§ Objective: Can you copy out the stretch from the line containing "segment: water splash" through the line containing "550 247 L 550", with "self-closing" changed to "empty" and everything else left as it is? Leave the pictures out.

● ● ● ● ● ● ●

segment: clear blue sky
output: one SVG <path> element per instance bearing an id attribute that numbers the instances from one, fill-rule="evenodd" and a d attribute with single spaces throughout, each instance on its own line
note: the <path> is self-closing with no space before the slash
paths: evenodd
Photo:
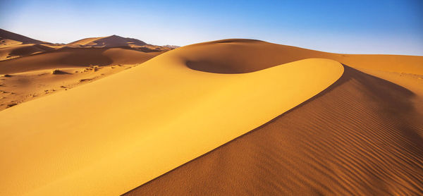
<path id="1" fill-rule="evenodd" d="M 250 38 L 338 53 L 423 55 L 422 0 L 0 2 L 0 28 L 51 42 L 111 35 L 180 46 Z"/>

● ● ● ● ● ● ●

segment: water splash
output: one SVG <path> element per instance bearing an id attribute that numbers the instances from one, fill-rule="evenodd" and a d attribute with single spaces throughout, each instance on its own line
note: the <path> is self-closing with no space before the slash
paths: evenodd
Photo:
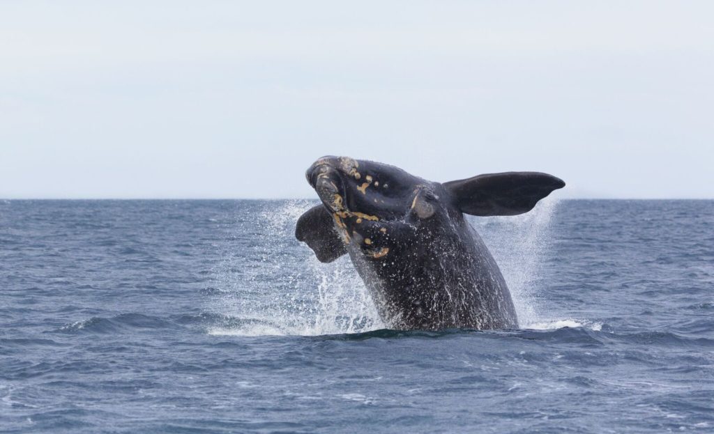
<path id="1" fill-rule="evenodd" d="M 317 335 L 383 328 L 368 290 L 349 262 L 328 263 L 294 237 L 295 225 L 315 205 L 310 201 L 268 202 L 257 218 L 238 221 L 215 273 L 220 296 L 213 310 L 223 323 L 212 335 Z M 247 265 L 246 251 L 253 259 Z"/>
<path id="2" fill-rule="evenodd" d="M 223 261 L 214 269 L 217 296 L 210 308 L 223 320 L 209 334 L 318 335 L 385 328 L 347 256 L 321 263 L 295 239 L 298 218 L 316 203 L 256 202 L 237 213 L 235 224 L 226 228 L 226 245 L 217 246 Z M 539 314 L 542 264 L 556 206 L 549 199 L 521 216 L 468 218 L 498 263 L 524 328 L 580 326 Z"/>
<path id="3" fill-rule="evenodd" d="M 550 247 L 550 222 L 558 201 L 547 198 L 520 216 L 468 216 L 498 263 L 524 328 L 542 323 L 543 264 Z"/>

● ● ● ● ● ● ●

§ Answer to the exercise:
segment: water splash
output: one SVG <path> element per instance bearing an id attribute that numbers the instances from one, fill-rule="evenodd" and a d attribute with single spaces throughout, each instance on its own line
note: the <path> is empty with no space before the slash
paths: evenodd
Photo:
<path id="1" fill-rule="evenodd" d="M 317 335 L 383 328 L 368 290 L 349 262 L 328 263 L 294 237 L 295 225 L 315 205 L 310 201 L 268 202 L 257 218 L 238 221 L 215 273 L 220 296 L 213 310 L 223 323 L 212 335 Z M 247 265 L 246 251 L 253 259 Z"/>
<path id="2" fill-rule="evenodd" d="M 223 261 L 214 269 L 217 296 L 210 308 L 223 320 L 209 334 L 318 335 L 385 328 L 347 256 L 321 263 L 295 239 L 298 218 L 316 203 L 256 202 L 237 213 L 235 224 L 226 228 L 226 245 L 217 246 Z M 539 314 L 542 264 L 556 206 L 549 199 L 521 216 L 468 218 L 498 263 L 524 328 L 580 326 Z"/>
<path id="3" fill-rule="evenodd" d="M 550 247 L 550 222 L 558 201 L 547 198 L 520 216 L 468 216 L 498 263 L 524 328 L 542 323 L 543 264 Z"/>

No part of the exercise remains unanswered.